## What is expected
Each record must be retyped word for word.

********************

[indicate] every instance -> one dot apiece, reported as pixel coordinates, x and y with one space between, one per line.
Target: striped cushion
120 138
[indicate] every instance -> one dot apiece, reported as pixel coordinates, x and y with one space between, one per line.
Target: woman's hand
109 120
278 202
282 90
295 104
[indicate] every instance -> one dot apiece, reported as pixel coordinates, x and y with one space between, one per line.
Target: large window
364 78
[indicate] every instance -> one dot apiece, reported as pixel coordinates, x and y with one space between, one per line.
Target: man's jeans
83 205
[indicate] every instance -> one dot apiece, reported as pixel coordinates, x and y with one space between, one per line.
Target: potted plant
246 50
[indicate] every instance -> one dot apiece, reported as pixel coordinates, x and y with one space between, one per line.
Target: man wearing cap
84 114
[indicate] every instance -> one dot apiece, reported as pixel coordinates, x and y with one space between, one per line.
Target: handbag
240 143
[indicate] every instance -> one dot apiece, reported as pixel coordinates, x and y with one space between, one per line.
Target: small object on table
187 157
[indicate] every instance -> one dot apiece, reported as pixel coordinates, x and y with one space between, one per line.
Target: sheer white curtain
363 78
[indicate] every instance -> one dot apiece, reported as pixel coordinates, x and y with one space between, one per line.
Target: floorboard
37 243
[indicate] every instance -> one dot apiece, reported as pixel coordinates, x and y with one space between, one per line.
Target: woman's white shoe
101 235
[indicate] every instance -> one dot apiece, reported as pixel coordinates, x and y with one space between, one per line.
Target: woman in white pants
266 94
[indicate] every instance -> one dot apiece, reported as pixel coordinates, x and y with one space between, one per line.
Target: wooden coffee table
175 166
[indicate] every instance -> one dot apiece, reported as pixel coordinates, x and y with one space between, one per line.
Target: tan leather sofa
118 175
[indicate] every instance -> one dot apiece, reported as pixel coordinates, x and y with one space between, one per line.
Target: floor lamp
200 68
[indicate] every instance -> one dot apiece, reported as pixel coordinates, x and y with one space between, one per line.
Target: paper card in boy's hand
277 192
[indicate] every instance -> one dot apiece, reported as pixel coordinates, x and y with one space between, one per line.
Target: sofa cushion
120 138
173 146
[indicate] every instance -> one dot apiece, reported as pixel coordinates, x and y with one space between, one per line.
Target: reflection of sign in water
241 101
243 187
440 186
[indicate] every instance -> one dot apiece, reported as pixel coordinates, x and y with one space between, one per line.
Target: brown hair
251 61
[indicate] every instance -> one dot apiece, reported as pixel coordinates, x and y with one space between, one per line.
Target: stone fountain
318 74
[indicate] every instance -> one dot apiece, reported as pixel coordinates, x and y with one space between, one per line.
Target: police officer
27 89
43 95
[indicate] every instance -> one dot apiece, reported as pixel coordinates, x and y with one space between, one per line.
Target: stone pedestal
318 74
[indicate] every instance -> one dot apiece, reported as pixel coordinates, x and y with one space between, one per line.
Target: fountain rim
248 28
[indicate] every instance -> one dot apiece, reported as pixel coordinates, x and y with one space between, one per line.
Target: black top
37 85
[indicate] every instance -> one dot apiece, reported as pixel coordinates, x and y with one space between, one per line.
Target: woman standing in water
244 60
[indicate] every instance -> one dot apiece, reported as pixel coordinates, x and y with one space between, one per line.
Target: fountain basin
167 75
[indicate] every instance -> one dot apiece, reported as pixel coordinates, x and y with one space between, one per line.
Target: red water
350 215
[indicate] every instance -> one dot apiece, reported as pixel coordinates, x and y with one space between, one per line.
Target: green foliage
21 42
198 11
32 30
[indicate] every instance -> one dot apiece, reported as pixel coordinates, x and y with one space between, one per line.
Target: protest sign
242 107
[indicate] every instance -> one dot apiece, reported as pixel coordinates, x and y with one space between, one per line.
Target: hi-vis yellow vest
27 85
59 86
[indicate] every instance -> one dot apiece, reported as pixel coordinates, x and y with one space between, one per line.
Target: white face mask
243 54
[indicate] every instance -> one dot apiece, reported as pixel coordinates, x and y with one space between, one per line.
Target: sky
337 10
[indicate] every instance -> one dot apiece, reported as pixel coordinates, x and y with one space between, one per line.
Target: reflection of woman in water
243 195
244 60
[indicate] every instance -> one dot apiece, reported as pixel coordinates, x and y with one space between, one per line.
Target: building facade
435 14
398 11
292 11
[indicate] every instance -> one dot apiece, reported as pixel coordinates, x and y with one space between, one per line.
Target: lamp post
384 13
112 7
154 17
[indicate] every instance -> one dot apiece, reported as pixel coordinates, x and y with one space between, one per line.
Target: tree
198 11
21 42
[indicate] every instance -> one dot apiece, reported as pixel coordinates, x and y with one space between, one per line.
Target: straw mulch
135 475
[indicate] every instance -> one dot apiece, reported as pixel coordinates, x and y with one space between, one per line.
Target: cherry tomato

********************

## Answer section
[indicate] every instance -> one dot apiece, reported as pixel coordinates, x and y with one space between, one per line.
Target: striped cushion
120 138
[indicate] every instance -> one dot apiece, reported as pixel coordinates, x and y with one space between, one per line.
Target: woman's hand
109 120
278 202
282 90
295 104
[indicate] every instance -> one dot apiece, reported as pixel coordinates, x and y with one space between, one per line.
Target: large window
364 78
[indicate] every instance -> one dot apiece, reported as pixel coordinates, x and y with one space between, one per line.
Target: man's jeans
83 205
[indicate] every instance -> one dot apiece, reported as pixel coordinates, x and y with one space between, one per line.
Target: potted plant
246 50
[indicate] every instance -> one dot apiece, reported as pixel coordinates, x and y with one space between, one per line.
Target: man wearing cap
84 114
[indicate] every instance -> one dot apiece, reported as pixel coordinates, x and y with one space between, one per line.
Target: handbag
240 143
[indicate] every instance -> one dot apiece, reported as pixel coordinates, x and y with one space between, one per line.
Target: small object on table
187 157
[indicate] every instance -> one dot apiece, reported as pixel coordinates, x and y with one space between, one per line.
Target: sheer white curtain
363 78
[indicate] every instance -> one dot apiece, reported as pixel coordinates, x and y with one space between, one per line.
Target: floorboard
37 243
[indicate] every instance -> one dot apiece, reported as pixel coordinates, x and y with one space between, one per line.
Target: woman's white shoe
101 235
[indicate] every instance -> one dot apiece, reported as pixel coordinates, x and y with one space between, one per line.
Target: woman in white pants
266 94
[indicate] every instance -> one dot apiece, reported as pixel coordinates, x and y with one space between, one per line.
Target: wooden coffee table
175 166
[indicate] every instance -> one dot apiece, reported as pixel coordinates, x and y with one space between, one per line.
Target: tan leather sofa
118 175
[indicate] every instance -> one dot apiece, reported as pixel coordinates, x and y with one space between, one per line.
Target: floor lamp
200 68
[indicate] every instance -> one dot apiece, reported as pixel coordinates, x and y with one space between, one per line.
Target: paper card in boy's hand
277 192
[indicate] every instance -> one dot apiece, reported as pixel coordinates, x and y with one space between, one per line.
Target: sofa cushion
120 138
173 146
[indicate] every instance -> one dot apiece, reported as pixel coordinates, x and y with one space between, one per line.
Target: reflection of sign in water
241 101
243 187
440 186
[indicate] every instance -> one dot apiece, reported as pixel coordinates, x and y with one space between, one per line.
Target: brown hair
251 61
[indicate] every instance -> one dot apiece, reported as pixel coordinates, x and y with one space between, one per line.
Target: stone fountain
318 74
[indicate] every instance -> one dot apiece, reported as pixel coordinates, x and y with one space between, one per line.
Target: police officer
27 89
43 95
[indicate] every instance -> one dot apiece, reported as pixel coordinates, x and y with one space between, one per line.
Target: stone pedestal
318 74
[indicate] every instance -> one dot apiece, reported as pixel coordinates, x and y with one space between, one per line.
Target: fountain rim
248 28
[indicate] every instance -> one dot apiece, reported as pixel coordinates, x and y with one space between, one per line.
Target: black top
37 85
[indicate] every instance -> one dot apiece, reported as pixel coordinates, x and y with one space between, one per line.
Target: woman standing in water
244 60
[indicate] every instance -> one dot apiece, reported as pixel coordinates, x and y with one space between, one per line.
Target: fountain basin
167 75
[indicate] every instance -> one dot apiece, reported as pixel coordinates, x and y with one space between, one per line.
Target: red water
350 215
[indicate] every instance -> one dot apiece, reported as pixel coordinates, x and y with one space between, one per line.
Target: green foliage
21 42
198 11
32 30
[indicate] every instance -> one dot apiece, reported as pixel coordinates, x and y with one space between, one per line.
Target: protest sign
242 107
[indicate] every instance -> one dot apiece, reported as pixel coordinates, x and y with one space between, one per line.
Target: hi-vis yellow vest
27 85
59 86
[indicate] every instance -> one dot apiece, reported as pixel coordinates, x and y with one space between, one per line.
Target: white face mask
243 54
[indicate] every instance -> one dot apiece, reported as pixel coordinates, x and y with one space between, one per line.
Target: sky
337 10
[indicate] every instance -> one dot apiece, reported as pixel coordinates, x and y with one space between, one per line.
Target: reflection of woman in water
243 195
244 60
[indicate] every instance -> one dot apiece, reported as pixel coordinates, x and y with one space between, one per line.
Target: building facade
435 14
398 11
292 11
[indicate] every instance -> one dot apiece, reported as pixel coordinates, x and y with one space between, one per line.
Target: lamp post
384 13
112 7
154 17
[indicate] every instance -> one dot apiece, reported as pixel coordinates, x and y with one space between, one per line.
Target: tree
198 11
21 42
[indicate] every instance -> one dot apiece, reported as pixel coordinates, x and y with one space between, one per line.
Target: straw mulch
135 475
[indicate] every instance -> one dot apiece, reported as pixel coordinates, x and y with one space between, one per line.
Target: cherry tomato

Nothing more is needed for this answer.